▸ Da svolgere:
[A] Riscrivi come elenco puntato il paragrafo dell'estratto del documento che inizia con «La Galleria Nazionale, imponente per vastità». Mantieni i fatti principali.
[B] Secondo l'estratto del documento, che cosa si trova nel cuore della Pilotta?
[C] Stabilisci se ciascuna affermazione concorda con l'estratto del documento. Rispondi sì o no e cita le parole decisive.
(i) Il ponte che conduce alla Pilotta parte dai giardini di Palazzo ducale.
(ii) La Scapigliata è un'opera del Parmigianino.
(iii) Nella Biblioteca Palatina l'esperienza olfattiva appaga forse più della vista.

▸ Estratto del documento:
****************************************

Il primo contatto con Parma avviene realmente sul ponte che dai giardini di Palazzo ducale conduce, anzi immerge, il visitatore nel complesso monumentale della Pilotta. È un tuffo nel marrone caldo dei mattoni delle mura di uno sconfinato palazzo. Decido di visitare la Galleria Nazionale, ritrovandomi sin da subito nel cuore della Pilotta: il Teatro Farnese. Si tratta di uno spettacolo unico nel suo genere che evoca emozioni solo paragonabili ad un sogno o forse ad uno spasmo di fronte a uno spettacolo naturale. Questo teatro è perfezione: la si percepisce come in un sogno dal quale ci si risveglia non troppo tardi, non troppo presto.
La Galleria Nazionale, imponente per vastità, è soprattutto peculiare per i ritratti di due donne di un’apparente infinita bellezza. La Schiava turca del Parmigianino rapisce con i suoi occhi e intriga con il suo sorriso, anche se è la Scapigliata di Leonardo a colpire con la sua dolcezza modesta. Se la prima incanta, la seconda definisce meglio il variopinto spettro dei colori dell’amore.
E a proposito di amore, è infinito amore quello che un lettore e amante di libri prova facendo il suo ingresso nella Biblioteca Palatina: un corridoio stretto tra due mura di libri estese a perdita d’occhio. Il profumo e l’esperienza olfattiva, indescrivibile, appaga forse più dell’occhio. È il profumo della Storia.

****************************************

▸ Elenco materiale:

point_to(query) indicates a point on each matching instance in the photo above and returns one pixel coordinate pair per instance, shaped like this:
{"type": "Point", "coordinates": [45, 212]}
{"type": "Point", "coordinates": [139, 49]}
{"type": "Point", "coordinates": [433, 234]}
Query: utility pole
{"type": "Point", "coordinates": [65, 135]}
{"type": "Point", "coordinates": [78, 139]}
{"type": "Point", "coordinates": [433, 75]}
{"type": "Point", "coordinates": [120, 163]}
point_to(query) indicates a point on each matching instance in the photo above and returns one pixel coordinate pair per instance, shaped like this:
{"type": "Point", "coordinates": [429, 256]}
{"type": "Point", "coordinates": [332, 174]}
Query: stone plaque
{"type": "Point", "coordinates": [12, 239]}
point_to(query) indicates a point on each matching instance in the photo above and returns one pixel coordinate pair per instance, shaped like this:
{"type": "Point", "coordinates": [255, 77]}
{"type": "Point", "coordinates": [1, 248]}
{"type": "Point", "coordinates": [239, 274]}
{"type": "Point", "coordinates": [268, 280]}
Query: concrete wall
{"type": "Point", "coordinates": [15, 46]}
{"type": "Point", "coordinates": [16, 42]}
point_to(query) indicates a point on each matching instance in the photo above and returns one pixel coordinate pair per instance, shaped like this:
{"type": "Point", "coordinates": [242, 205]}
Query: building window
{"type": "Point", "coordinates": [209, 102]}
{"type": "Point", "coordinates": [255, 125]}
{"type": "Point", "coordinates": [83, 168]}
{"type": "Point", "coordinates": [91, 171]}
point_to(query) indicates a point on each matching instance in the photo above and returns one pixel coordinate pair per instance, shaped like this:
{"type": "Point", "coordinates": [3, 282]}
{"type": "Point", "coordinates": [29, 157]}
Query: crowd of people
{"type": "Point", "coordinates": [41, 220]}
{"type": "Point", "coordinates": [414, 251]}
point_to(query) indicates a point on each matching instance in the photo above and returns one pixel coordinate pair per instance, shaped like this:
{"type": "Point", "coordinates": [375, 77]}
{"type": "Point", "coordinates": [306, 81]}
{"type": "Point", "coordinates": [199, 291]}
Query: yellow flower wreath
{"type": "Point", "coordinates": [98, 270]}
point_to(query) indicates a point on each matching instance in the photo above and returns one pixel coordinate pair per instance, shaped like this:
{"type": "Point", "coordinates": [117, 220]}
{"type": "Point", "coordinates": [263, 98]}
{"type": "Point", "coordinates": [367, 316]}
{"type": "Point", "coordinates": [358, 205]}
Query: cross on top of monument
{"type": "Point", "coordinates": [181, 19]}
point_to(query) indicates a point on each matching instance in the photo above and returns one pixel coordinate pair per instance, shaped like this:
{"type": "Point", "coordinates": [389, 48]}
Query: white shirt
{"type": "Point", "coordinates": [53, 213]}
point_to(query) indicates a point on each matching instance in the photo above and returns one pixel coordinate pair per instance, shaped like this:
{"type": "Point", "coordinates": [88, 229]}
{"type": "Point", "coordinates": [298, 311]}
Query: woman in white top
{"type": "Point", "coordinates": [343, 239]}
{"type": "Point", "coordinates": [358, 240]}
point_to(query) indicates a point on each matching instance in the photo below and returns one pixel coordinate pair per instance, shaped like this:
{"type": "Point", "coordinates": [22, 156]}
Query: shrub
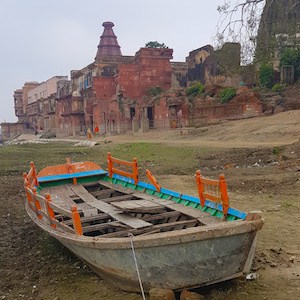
{"type": "Point", "coordinates": [195, 89]}
{"type": "Point", "coordinates": [227, 94]}
{"type": "Point", "coordinates": [290, 56]}
{"type": "Point", "coordinates": [266, 75]}
{"type": "Point", "coordinates": [278, 88]}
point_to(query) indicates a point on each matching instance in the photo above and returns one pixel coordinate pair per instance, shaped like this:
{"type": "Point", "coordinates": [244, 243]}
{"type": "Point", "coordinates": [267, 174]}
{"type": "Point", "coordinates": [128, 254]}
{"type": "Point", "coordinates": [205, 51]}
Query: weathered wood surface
{"type": "Point", "coordinates": [201, 216]}
{"type": "Point", "coordinates": [107, 208]}
{"type": "Point", "coordinates": [101, 216]}
{"type": "Point", "coordinates": [140, 206]}
{"type": "Point", "coordinates": [154, 229]}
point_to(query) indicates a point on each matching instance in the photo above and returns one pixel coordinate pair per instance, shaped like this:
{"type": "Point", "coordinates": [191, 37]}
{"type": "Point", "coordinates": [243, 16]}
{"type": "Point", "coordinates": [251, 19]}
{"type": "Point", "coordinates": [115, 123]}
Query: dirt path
{"type": "Point", "coordinates": [261, 160]}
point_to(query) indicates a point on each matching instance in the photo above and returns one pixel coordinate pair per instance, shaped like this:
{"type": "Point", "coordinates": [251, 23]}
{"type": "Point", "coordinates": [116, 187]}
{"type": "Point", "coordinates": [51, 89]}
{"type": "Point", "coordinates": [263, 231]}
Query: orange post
{"type": "Point", "coordinates": [153, 180]}
{"type": "Point", "coordinates": [135, 171]}
{"type": "Point", "coordinates": [26, 186]}
{"type": "Point", "coordinates": [70, 169]}
{"type": "Point", "coordinates": [200, 187]}
{"type": "Point", "coordinates": [37, 204]}
{"type": "Point", "coordinates": [76, 221]}
{"type": "Point", "coordinates": [89, 134]}
{"type": "Point", "coordinates": [224, 195]}
{"type": "Point", "coordinates": [50, 211]}
{"type": "Point", "coordinates": [32, 166]}
{"type": "Point", "coordinates": [109, 164]}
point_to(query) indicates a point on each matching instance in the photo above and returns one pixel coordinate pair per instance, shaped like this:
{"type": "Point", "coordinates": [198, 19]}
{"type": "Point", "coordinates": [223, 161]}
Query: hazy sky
{"type": "Point", "coordinates": [41, 39]}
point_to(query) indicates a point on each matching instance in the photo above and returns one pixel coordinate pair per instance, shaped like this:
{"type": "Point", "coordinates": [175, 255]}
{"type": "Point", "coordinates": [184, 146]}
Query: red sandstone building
{"type": "Point", "coordinates": [119, 93]}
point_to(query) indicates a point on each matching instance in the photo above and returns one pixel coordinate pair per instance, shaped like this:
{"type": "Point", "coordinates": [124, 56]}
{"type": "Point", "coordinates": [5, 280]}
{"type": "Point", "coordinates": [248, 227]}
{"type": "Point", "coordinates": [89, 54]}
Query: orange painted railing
{"type": "Point", "coordinates": [153, 180]}
{"type": "Point", "coordinates": [112, 161]}
{"type": "Point", "coordinates": [45, 208]}
{"type": "Point", "coordinates": [31, 177]}
{"type": "Point", "coordinates": [70, 169]}
{"type": "Point", "coordinates": [214, 190]}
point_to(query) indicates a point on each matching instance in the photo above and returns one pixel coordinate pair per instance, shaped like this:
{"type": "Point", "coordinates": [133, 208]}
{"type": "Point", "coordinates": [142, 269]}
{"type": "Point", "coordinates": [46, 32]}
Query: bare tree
{"type": "Point", "coordinates": [259, 25]}
{"type": "Point", "coordinates": [239, 22]}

****************************************

▸ Elenco risposte:
[A]
- La Galleria Nazionale è imponente per vastità. Si distingue soprattutto per i ritratti di due donne di un'apparente infinita bellezza.
- La Schiava turca del Parmigianino rapisce con gli occhi e intriga con il sorriso.
- La Scapigliata di Leonardo colpisce con la sua dolcezza modesta.
- La prima incanta, mentre la seconda definisce meglio il variopinto spettro dei colori dell'amore.

[B] Il Teatro Farnese.

[C]
(i) Sì: «sul ponte che dai giardini di Palazzo ducale conduce, anzi immerge, il visitatore nel complesso monumentale della Pilotta»
(ii) No: «è la Scapigliata di Leonardo a colpire con la sua dolcezza modesta»
(iii) Sì: «Il profumo e l’esperienza olfattiva, indescrivibile, appaga forse più dell’occhio.»